*** Data section Section Begins ***

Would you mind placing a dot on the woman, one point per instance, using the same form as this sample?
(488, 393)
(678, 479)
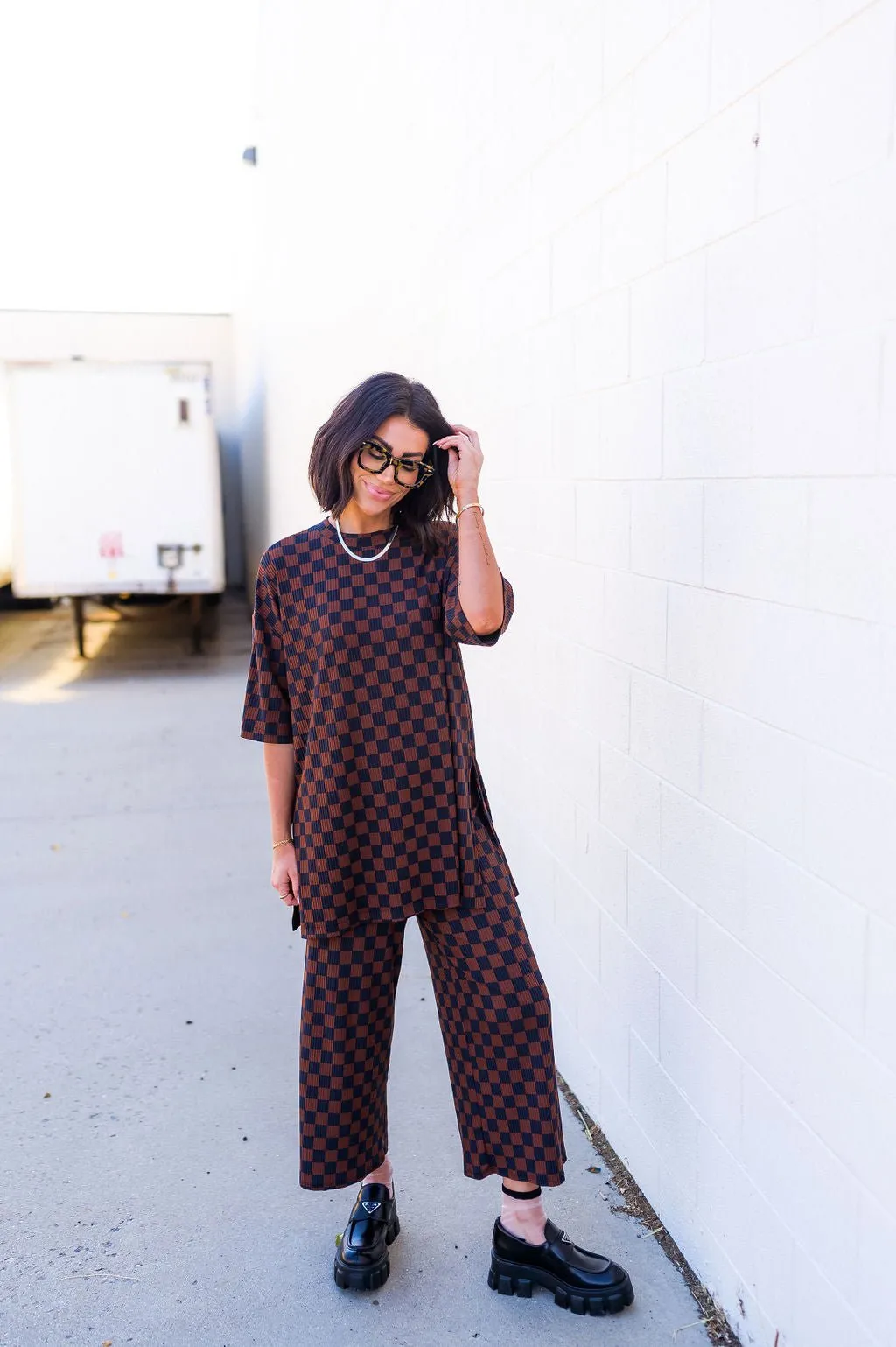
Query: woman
(379, 812)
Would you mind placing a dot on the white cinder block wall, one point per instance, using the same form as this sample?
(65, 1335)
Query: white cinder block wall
(648, 251)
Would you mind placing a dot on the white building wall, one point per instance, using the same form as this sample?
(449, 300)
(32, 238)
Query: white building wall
(647, 251)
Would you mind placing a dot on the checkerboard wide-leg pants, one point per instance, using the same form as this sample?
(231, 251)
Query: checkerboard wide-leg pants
(496, 1022)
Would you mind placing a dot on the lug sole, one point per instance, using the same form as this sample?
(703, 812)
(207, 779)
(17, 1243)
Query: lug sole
(518, 1280)
(367, 1279)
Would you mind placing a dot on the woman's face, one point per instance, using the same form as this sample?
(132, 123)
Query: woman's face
(377, 492)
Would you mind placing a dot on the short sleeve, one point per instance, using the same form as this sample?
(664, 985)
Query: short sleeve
(454, 619)
(266, 710)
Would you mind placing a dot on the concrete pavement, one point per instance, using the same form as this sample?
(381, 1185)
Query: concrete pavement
(151, 989)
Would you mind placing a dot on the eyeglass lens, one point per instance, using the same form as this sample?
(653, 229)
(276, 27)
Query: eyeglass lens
(372, 459)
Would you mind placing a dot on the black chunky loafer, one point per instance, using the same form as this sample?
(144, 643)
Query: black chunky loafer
(585, 1282)
(362, 1254)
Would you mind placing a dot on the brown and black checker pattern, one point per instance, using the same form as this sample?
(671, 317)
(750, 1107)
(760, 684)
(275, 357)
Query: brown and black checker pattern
(357, 664)
(348, 1014)
(496, 1022)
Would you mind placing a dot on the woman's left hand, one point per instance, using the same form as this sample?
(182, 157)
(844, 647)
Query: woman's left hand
(466, 462)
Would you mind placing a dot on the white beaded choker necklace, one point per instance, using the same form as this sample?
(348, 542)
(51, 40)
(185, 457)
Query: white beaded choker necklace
(376, 555)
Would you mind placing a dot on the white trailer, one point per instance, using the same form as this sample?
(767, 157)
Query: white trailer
(116, 482)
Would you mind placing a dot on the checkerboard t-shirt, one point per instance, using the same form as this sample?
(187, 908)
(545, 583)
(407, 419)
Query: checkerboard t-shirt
(357, 664)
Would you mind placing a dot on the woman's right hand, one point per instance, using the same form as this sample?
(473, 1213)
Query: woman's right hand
(284, 876)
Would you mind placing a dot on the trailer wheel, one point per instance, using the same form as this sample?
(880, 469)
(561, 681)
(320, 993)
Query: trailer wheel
(77, 610)
(196, 622)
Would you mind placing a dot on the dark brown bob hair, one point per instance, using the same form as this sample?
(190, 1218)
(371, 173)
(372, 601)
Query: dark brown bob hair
(354, 419)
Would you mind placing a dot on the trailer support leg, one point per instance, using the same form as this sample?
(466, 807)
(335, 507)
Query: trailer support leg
(77, 609)
(196, 620)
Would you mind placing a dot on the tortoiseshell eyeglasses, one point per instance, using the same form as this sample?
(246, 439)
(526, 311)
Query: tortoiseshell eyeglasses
(374, 457)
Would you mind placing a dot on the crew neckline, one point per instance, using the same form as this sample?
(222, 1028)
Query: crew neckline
(376, 532)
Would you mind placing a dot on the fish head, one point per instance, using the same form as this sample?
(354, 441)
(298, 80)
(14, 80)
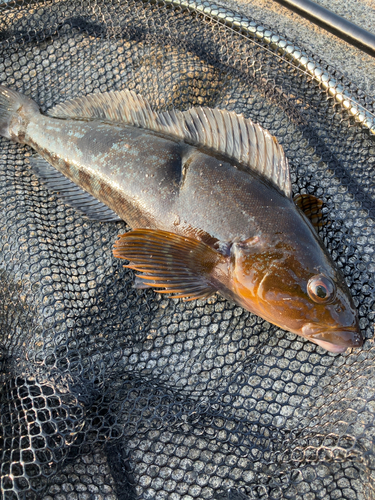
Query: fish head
(297, 287)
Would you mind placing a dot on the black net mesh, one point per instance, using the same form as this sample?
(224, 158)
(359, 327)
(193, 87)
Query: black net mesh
(108, 392)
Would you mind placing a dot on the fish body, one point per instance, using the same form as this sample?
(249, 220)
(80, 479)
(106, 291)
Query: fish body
(210, 212)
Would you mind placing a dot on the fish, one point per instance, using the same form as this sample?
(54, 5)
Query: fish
(207, 193)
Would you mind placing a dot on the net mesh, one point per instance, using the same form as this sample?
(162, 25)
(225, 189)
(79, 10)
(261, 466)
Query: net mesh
(108, 392)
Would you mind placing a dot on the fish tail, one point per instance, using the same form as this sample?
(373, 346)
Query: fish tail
(15, 112)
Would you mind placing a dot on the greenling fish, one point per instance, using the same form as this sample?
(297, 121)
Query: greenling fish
(208, 195)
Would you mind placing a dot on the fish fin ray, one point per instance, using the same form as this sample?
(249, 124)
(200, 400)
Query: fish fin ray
(70, 193)
(196, 126)
(193, 262)
(311, 206)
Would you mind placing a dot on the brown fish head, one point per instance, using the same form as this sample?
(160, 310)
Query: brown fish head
(297, 287)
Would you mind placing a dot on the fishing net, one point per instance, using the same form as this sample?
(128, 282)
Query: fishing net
(108, 392)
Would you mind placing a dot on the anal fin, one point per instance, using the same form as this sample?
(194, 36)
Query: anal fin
(70, 193)
(171, 263)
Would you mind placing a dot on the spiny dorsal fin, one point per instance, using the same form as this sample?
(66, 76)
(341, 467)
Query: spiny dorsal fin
(223, 132)
(180, 265)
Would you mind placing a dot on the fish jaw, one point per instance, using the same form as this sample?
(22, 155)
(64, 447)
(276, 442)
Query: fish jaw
(333, 340)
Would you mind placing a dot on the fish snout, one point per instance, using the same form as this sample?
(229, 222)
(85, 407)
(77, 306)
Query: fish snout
(333, 340)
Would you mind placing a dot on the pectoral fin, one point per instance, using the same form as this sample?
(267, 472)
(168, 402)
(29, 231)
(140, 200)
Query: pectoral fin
(311, 206)
(180, 265)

*** Data section Section Ends ***

Everything from the line containing "Query: spiny dorsal fin" through the last line of the listing must be reproduced exactly, and no other line.

■ Result of this task ■
Query: spiny dorsal fin
(223, 132)
(180, 265)
Would you mind placing a dot on the fish jaw, one point per instance, using the same form as this sample?
(22, 155)
(64, 447)
(276, 442)
Query: fish jaw
(333, 340)
Would you mind placing a dot on the fish snout, one point per instance, using the same form as this sample?
(229, 222)
(85, 407)
(77, 306)
Query: fish snout
(333, 340)
Would you mind placing a dot on the pectoral fin, one point per instance, using the same form as this sample?
(267, 472)
(168, 402)
(29, 231)
(140, 200)
Query: pectoral fin
(311, 206)
(180, 265)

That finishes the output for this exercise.